▶ **Text segment**
Disc Reviews

The Godfather Part II Blu-ray Review

gfIt’s become somewhat a cliché to state that The Godfather Part II is a better than the original sequel. For many that is true, even if it’s only marginally so. That’s coming on the back of an already excellent film. Whereas Marlon Brando stole the show as Don Vito Corleone in The Godfather (1972) in one of his most iconic performances; here it is the turn of Al Pacino. In between the two Godfather films Pacino had starred in Serpico in which he played a cop surrounded by corruption in the police force and was able to shine in this explosive performance. Here he was able to equally demonstrate an even broader range to his skills as an actor.

▶ **Problems to solve**
**1.** Rewrite the Godfather Part II review from "The Godfather Part II Blu-ray" up to and including "as an actor.", changing "excellent" to "outstanding".
**2.** According to the Godfather Part II review, in which film did Al Pacino play a cop surrounded by corruption in the police force?

▶ **Data segment**
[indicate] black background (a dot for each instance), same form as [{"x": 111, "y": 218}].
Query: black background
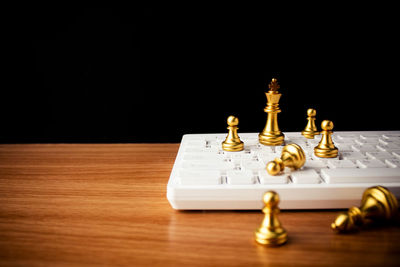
[{"x": 154, "y": 73}]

▶ **Answers for this exercise**
**1.**
The Godfather Part II Blu-ray Review

gfIt’s become somewhat a cliché to state that The Godfather Part II is a better than the original sequel. For many that is true, even if it’s only marginally so. That’s coming on the back of an already outstanding film. Whereas Marlon Brando stole the show as Don Vito Corleone in The Godfather (1972) in one of his most iconic performances; here it is the turn of Al Pacino. In between the two Godfather films Pacino had starred in Serpico in which he played a cop surrounded by corruption in the police force and was able to shine in this explosive performance. Here he was able to equally demonstrate an even broader range to his skills as an actor.

**2.** Serpico